= TEXT PROVIDED =
* * * * * * *

All patients will be reviewed by the physiotherapists on the unit and receive chest physiotherapy to help clear secretions and make sure that the lungs are working as well as possible, whether the patient is breathing for themselves or having assistance from a ventilator.
During their stay in critical care the patient may have lost weight and muscle strength and feel extremely weak. Physiotherapists will also help them to build up their strength again and move towards independence. We will continue to help patients with their daily needs whilst encouraging them to do things for themselves.
Speech and language therapists assess patients who have problems speaking or swallowing, and help them communicate more easily. They can also advise on how to start eating and drinking safely.
Dietitians and nutritional specialists will support and advise on nutritional requirements and any special dietary needs.
Sometimes, a patient’s recovery can be very slow and this can make them feel very tearful and frustrated with their progress. We will try to support the patient through this. Having supportive family and friends around them can help a patient’s recovery.
A member of the critical care team will visit the patient a few days after discharge to check on their progress. The ward staff and physiotherapists will continue to support the patient to achieve their rehabilitation goals they are ready to go home.
The ICU steps website has lots of useful information about the physical and emotional effects of a prolonged critical care stay and what life may be like when patients leave critical care. Visit the ICU Steps website.
This has been shown to help with the recovery phase of critical illness and is vital in helping us improve the care of both patients and relatives on the critical care unit in the future.
Typically, any patient that has been on a ventilator for more than three days is invited to attend three months after discharge. Other patients who were not ventilated but received high dependency care and are still having problems with their recovery after four to six months can also be referred by their GP.

* * * * * * *

= INFORMATION PROVIDED =
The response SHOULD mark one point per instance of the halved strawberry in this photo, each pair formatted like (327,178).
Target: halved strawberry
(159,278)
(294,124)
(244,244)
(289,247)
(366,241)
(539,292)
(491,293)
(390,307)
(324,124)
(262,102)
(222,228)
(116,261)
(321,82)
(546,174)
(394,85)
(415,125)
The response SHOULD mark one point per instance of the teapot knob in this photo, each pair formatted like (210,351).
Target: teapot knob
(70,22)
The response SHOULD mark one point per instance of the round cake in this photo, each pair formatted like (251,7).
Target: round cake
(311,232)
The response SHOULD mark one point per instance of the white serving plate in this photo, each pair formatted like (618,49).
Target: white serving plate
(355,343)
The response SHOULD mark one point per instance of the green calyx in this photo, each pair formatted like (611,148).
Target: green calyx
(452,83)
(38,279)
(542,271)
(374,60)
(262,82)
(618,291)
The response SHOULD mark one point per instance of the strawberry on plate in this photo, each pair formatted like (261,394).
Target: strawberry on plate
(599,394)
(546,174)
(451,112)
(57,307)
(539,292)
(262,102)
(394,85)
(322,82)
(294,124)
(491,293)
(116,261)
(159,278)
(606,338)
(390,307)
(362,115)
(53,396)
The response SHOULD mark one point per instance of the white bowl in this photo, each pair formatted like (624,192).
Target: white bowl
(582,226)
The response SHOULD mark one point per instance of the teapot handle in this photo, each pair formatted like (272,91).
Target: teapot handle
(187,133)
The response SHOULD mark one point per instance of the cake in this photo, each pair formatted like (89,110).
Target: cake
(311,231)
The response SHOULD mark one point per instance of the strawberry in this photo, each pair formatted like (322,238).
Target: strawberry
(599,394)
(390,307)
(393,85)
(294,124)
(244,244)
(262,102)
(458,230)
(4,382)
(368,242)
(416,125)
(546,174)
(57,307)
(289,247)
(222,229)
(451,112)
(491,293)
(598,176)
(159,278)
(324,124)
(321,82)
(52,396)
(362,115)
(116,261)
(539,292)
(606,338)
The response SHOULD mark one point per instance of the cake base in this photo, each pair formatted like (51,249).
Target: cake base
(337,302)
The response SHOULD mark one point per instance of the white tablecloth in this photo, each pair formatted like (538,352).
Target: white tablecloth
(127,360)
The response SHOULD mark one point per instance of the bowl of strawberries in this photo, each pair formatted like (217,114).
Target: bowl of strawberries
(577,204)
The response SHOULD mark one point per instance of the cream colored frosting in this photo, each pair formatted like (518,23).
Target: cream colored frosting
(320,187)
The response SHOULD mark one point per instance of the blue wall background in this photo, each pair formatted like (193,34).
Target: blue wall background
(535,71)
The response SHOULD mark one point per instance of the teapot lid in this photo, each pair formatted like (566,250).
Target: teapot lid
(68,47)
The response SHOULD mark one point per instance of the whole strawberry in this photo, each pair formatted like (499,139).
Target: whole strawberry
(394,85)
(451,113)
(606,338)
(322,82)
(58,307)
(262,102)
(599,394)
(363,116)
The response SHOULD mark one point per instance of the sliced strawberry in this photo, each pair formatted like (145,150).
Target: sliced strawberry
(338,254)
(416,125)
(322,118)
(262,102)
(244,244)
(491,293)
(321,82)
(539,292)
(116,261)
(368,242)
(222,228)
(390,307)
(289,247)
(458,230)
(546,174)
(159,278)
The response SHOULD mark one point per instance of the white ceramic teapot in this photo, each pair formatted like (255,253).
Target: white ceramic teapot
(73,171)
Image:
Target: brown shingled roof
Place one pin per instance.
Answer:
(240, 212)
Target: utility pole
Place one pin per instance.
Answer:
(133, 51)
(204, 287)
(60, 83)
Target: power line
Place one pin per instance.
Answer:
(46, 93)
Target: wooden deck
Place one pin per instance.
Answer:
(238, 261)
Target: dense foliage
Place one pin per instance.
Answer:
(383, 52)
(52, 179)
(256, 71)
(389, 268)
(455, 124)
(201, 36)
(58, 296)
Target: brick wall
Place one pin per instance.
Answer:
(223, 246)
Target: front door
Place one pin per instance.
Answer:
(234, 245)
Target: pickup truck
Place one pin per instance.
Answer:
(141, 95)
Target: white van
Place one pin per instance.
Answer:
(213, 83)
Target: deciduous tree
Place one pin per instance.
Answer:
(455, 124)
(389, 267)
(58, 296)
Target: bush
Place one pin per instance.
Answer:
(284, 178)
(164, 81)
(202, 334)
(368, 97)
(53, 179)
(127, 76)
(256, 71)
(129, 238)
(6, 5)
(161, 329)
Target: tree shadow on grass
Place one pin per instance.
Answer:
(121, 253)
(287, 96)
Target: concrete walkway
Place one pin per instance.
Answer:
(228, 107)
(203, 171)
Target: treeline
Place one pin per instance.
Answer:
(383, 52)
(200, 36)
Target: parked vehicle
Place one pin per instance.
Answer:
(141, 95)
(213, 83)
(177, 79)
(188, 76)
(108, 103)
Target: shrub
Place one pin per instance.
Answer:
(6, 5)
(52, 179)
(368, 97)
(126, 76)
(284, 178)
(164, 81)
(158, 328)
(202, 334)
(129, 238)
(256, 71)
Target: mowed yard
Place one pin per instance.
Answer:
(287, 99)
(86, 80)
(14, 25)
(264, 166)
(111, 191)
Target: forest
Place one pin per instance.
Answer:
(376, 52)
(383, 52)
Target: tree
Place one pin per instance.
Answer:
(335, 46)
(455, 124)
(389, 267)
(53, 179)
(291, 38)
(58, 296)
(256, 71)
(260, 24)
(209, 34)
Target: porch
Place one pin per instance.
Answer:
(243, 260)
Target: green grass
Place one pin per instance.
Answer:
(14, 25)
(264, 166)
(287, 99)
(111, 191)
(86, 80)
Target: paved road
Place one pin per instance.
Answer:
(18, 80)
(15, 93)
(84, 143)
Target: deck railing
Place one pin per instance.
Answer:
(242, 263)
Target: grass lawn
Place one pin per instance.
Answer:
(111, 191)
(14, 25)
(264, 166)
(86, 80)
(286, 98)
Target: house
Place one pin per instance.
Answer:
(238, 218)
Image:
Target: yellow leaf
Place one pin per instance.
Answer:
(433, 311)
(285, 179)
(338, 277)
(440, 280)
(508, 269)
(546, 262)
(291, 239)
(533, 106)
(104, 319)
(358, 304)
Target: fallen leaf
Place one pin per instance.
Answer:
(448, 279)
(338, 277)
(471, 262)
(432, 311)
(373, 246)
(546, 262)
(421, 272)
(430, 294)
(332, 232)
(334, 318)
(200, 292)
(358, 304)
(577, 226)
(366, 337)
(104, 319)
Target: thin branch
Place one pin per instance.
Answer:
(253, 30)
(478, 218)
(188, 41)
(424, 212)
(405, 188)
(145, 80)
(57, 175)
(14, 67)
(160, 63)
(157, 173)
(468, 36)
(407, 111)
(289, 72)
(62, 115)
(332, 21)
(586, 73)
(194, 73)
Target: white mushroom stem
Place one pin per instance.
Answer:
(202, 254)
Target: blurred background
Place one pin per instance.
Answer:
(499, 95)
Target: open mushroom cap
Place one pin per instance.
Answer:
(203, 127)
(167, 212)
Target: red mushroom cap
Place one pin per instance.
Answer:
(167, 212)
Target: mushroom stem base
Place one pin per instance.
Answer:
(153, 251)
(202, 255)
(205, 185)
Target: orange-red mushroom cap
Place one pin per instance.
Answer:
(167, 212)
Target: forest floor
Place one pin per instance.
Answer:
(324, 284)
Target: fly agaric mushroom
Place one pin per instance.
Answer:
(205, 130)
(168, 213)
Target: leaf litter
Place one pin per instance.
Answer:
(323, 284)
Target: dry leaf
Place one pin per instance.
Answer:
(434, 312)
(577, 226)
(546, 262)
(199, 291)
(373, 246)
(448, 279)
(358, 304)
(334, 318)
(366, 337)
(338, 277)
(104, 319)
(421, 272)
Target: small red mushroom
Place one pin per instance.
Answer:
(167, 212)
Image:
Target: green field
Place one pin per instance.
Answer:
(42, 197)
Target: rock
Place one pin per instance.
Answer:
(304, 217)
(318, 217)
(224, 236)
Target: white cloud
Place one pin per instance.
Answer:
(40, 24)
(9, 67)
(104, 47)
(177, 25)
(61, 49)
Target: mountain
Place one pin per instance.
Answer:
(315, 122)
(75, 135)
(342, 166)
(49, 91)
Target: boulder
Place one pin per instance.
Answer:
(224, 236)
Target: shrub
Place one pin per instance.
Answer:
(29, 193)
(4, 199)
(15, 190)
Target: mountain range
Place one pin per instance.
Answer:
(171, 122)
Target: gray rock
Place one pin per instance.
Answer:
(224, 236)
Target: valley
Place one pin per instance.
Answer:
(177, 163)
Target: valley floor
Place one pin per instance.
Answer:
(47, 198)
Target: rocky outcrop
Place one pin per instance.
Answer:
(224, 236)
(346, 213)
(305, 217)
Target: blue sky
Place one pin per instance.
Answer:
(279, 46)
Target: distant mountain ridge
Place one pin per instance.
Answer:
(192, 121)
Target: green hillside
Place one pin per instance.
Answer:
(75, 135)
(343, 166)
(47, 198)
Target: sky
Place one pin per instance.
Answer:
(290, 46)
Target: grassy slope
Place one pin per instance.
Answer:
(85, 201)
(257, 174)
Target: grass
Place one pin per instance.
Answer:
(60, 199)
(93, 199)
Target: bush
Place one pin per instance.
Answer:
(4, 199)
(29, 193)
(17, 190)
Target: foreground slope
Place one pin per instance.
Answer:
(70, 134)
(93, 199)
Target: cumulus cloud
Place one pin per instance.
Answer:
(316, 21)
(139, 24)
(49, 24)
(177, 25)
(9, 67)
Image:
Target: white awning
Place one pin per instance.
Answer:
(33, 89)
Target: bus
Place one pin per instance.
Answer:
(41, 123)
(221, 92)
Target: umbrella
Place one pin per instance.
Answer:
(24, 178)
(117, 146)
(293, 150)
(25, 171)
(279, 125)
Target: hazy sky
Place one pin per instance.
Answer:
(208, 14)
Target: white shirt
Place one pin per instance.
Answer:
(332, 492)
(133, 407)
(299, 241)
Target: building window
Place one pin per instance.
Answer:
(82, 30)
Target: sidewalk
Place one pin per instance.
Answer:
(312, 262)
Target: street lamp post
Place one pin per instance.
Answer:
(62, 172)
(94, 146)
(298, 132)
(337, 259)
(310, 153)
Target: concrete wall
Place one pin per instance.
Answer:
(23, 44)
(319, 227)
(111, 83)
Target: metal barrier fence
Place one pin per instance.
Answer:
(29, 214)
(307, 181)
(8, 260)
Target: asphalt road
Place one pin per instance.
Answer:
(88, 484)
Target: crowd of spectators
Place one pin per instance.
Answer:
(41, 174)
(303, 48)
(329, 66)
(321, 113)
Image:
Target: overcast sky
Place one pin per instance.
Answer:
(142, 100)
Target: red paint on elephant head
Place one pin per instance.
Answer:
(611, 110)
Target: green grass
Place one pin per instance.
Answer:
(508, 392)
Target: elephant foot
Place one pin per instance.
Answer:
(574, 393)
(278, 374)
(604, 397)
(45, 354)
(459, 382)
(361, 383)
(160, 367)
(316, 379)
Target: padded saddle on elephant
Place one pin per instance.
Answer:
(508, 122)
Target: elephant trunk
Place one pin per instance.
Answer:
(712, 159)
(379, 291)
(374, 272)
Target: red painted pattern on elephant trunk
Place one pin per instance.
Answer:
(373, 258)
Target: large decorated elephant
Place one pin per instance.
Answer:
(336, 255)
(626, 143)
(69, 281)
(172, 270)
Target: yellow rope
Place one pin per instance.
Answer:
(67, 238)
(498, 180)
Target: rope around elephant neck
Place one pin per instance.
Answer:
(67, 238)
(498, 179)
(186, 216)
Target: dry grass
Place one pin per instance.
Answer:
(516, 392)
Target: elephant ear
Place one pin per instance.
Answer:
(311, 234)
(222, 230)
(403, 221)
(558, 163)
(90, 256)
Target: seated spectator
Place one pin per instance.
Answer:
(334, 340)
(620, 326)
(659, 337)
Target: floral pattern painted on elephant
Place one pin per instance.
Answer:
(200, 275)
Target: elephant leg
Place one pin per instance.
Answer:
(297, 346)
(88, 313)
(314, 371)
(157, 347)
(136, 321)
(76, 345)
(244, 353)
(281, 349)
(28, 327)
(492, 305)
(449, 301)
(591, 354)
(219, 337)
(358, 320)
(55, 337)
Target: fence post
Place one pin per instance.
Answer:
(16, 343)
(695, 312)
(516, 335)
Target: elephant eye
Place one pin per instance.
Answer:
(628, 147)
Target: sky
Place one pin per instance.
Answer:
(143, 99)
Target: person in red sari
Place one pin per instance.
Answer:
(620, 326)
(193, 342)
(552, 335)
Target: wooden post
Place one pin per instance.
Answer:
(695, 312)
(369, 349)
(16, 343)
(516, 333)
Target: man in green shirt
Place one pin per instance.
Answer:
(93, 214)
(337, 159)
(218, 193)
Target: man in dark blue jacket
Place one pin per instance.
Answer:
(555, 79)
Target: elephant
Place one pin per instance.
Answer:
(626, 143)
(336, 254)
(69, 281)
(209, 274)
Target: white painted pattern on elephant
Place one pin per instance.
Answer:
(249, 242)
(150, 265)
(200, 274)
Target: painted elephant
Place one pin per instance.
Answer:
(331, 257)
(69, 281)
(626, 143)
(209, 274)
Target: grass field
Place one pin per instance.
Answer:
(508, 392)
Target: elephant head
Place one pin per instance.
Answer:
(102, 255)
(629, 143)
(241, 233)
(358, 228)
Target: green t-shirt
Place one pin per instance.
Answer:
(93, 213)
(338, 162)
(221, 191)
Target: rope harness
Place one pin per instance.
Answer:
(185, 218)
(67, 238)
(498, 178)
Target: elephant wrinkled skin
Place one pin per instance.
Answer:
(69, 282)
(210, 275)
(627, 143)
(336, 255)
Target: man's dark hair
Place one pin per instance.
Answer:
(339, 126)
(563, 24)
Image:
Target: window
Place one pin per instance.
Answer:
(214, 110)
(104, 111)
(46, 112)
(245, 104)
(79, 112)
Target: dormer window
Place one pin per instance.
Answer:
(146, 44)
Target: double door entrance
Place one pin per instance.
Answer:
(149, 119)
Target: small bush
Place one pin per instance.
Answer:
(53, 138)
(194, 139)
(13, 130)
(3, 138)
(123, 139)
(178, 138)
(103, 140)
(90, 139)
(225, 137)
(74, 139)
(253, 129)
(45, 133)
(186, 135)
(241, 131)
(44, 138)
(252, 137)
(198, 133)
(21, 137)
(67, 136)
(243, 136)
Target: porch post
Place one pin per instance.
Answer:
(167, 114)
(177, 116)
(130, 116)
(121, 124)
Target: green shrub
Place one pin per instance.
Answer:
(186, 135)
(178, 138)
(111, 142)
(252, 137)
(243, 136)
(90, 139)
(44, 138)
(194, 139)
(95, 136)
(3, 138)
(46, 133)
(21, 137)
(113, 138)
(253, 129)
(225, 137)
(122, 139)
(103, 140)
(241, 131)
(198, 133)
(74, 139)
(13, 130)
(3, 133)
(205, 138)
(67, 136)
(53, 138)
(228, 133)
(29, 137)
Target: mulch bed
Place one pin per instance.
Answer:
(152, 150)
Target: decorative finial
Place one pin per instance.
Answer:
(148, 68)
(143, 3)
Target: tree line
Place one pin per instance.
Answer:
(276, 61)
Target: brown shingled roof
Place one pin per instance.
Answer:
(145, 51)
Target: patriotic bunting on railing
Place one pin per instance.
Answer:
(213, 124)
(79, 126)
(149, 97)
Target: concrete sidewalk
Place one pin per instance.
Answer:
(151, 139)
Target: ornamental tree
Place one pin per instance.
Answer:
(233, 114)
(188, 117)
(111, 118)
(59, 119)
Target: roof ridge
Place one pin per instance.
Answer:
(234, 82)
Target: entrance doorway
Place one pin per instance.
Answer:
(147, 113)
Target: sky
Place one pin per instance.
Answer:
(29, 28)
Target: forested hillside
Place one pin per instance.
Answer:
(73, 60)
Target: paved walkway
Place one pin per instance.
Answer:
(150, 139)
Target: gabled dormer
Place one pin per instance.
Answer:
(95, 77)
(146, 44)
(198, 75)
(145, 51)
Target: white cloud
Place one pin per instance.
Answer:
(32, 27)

* * * * * * *

= QUESTIONS ON THE MATERIAL =
a: Summarize the critical care recovery text in two sentences.
b: Please decide whether each statement agrees with the critical care recovery text, answering yes or no and quoting the words that decide it: (i) speech and language therapists can advise on how to start eating and drinking safely; (ii) chest physiotherapy is given only to patients who are breathing without a ventilator; (iii) dietitians and nutritional specialists advise on special dietary needs.
c: According to the critical care recovery text, when does a member of the critical care team visit the patient after discharge?
The records come from a different source than the critical care recovery text.

= SOLVED PROBLEMS =
a: Physiotherapists give patients chest physiotherapy and help them rebuild the strength they lost in critical care, while speech and language therapists and dietitians help with speaking, swallowing, eating and nutrition. Staff try to support patients whose slow recovery leaves them tearful and frustrated, and a member of the critical care team visits a few days after discharge to check on their progress.

b:
(i) Yes: "They can also advise on how to start eating and drinking safely."
(ii) No: "whether the patient is breathing for themselves or having assistance from a ventilator."
(iii) Yes: "Dietitians and nutritional specialists will support and advise on nutritional requirements and any special dietary needs."

c: A few days after discharge.